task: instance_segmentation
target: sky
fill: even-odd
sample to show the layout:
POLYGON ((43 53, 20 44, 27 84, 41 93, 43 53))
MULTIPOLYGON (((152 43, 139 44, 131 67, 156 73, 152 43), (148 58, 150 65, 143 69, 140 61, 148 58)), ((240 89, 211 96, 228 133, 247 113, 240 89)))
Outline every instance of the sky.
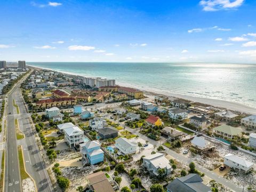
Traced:
POLYGON ((255 0, 7 0, 0 7, 0 60, 256 63, 255 0))

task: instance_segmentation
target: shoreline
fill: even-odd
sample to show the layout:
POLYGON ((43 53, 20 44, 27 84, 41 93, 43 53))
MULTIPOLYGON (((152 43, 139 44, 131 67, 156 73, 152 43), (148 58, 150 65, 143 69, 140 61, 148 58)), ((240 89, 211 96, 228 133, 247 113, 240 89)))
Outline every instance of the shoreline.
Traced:
MULTIPOLYGON (((31 65, 28 65, 29 67, 32 67, 35 69, 46 69, 50 71, 57 71, 64 74, 67 74, 69 75, 78 76, 81 77, 84 77, 83 75, 74 74, 72 73, 68 73, 65 71, 58 71, 57 70, 53 70, 52 69, 43 68, 43 67, 38 67, 37 66, 33 66, 31 65)), ((194 96, 190 96, 188 95, 183 95, 179 93, 170 93, 165 92, 164 91, 160 91, 159 93, 157 92, 154 92, 152 90, 149 90, 145 87, 141 89, 132 86, 132 85, 126 84, 125 83, 119 83, 119 85, 121 86, 127 86, 132 88, 138 89, 143 91, 146 95, 163 95, 168 97, 175 98, 177 99, 183 99, 191 101, 192 102, 196 102, 201 103, 205 105, 209 105, 215 107, 218 107, 222 109, 227 109, 234 111, 237 111, 241 113, 247 113, 250 114, 256 114, 256 108, 248 106, 244 104, 236 103, 232 101, 225 101, 219 99, 211 99, 211 98, 199 98, 196 97, 194 96)))

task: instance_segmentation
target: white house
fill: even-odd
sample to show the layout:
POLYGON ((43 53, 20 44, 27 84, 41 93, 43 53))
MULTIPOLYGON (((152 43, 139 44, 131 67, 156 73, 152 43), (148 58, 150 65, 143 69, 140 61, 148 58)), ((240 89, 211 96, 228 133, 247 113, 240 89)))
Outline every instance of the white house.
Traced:
POLYGON ((107 122, 102 117, 95 117, 89 121, 89 126, 93 130, 102 129, 107 125, 107 122))
POLYGON ((246 127, 256 129, 256 115, 253 115, 241 119, 241 125, 246 127))
POLYGON ((249 137, 249 145, 256 148, 256 133, 251 133, 249 137))
POLYGON ((164 154, 157 153, 143 158, 143 166, 150 173, 156 176, 158 175, 158 170, 164 169, 165 175, 168 175, 172 172, 172 167, 164 154))
POLYGON ((253 166, 253 163, 231 154, 228 154, 224 156, 224 164, 238 170, 239 171, 243 170, 245 172, 247 172, 253 166))
POLYGON ((118 149, 118 155, 128 155, 137 153, 139 150, 138 143, 125 138, 119 138, 116 140, 115 147, 118 149))
POLYGON ((201 150, 208 149, 209 145, 209 141, 199 137, 195 137, 192 141, 191 141, 191 145, 192 146, 201 150))
POLYGON ((58 129, 59 131, 61 133, 63 133, 64 132, 64 129, 67 128, 73 127, 74 126, 75 126, 75 125, 70 122, 62 123, 57 125, 58 129))
POLYGON ((64 129, 64 141, 67 142, 69 147, 84 141, 84 131, 77 126, 64 129))
POLYGON ((188 118, 188 113, 186 110, 176 108, 170 110, 169 117, 174 119, 178 119, 179 117, 181 117, 181 120, 183 120, 188 118))

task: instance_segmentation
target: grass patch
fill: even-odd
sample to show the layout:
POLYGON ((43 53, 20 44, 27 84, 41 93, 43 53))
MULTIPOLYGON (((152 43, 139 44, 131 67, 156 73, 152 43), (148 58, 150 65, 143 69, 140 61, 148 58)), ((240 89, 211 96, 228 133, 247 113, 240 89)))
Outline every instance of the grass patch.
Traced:
POLYGON ((186 129, 179 127, 179 126, 177 126, 175 129, 176 129, 178 131, 182 131, 185 133, 188 134, 193 134, 194 132, 189 130, 186 130, 186 129))
POLYGON ((53 132, 56 132, 57 131, 57 129, 52 129, 50 130, 47 130, 47 131, 42 131, 42 133, 43 134, 43 135, 47 135, 49 134, 52 133, 53 132))
POLYGON ((17 111, 17 114, 20 114, 20 109, 19 109, 19 106, 15 102, 15 100, 14 99, 12 100, 12 104, 13 105, 13 106, 16 107, 16 110, 17 111))
POLYGON ((132 134, 132 133, 131 133, 130 131, 121 131, 120 133, 122 137, 125 137, 128 139, 136 137, 137 136, 136 135, 132 134))
POLYGON ((1 179, 0 180, 0 191, 3 191, 3 187, 4 187, 4 149, 3 150, 3 155, 2 156, 2 163, 1 163, 1 174, 0 177, 1 179))
POLYGON ((16 129, 16 138, 17 140, 24 139, 25 138, 24 134, 20 133, 20 130, 19 129, 18 119, 15 119, 14 122, 15 122, 15 127, 16 129))
POLYGON ((25 165, 23 159, 22 149, 21 146, 18 146, 18 154, 19 155, 19 164, 20 165, 20 178, 21 180, 26 179, 29 177, 25 170, 25 165))
POLYGON ((107 173, 105 173, 105 175, 106 177, 107 177, 107 178, 108 179, 110 178, 110 176, 109 176, 109 175, 107 173))
POLYGON ((45 139, 47 141, 52 141, 52 139, 54 139, 55 141, 61 140, 61 139, 64 139, 64 135, 61 135, 58 137, 45 137, 45 139))

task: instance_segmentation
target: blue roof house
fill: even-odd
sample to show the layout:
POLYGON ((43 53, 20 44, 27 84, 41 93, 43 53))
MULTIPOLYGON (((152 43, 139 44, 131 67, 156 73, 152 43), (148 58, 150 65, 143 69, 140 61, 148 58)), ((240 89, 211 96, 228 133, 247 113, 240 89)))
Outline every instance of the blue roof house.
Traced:
POLYGON ((98 141, 90 141, 80 144, 80 152, 83 157, 83 165, 94 165, 104 161, 104 152, 98 141))
POLYGON ((74 113, 75 114, 81 114, 82 113, 81 105, 77 105, 74 106, 74 113))
POLYGON ((150 113, 155 112, 157 110, 157 109, 158 109, 157 107, 154 106, 148 106, 147 108, 147 111, 150 112, 150 113))
POLYGON ((94 114, 92 112, 90 112, 89 110, 85 110, 83 111, 81 114, 81 118, 82 119, 89 119, 91 117, 93 117, 94 114))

+ + +

[OBJECTIVE]
Copy out every line in the entries above that contains the word "target".

[THE OUTPUT]
target: sky
target: shoreline
target: white house
target: grass patch
target: blue roof house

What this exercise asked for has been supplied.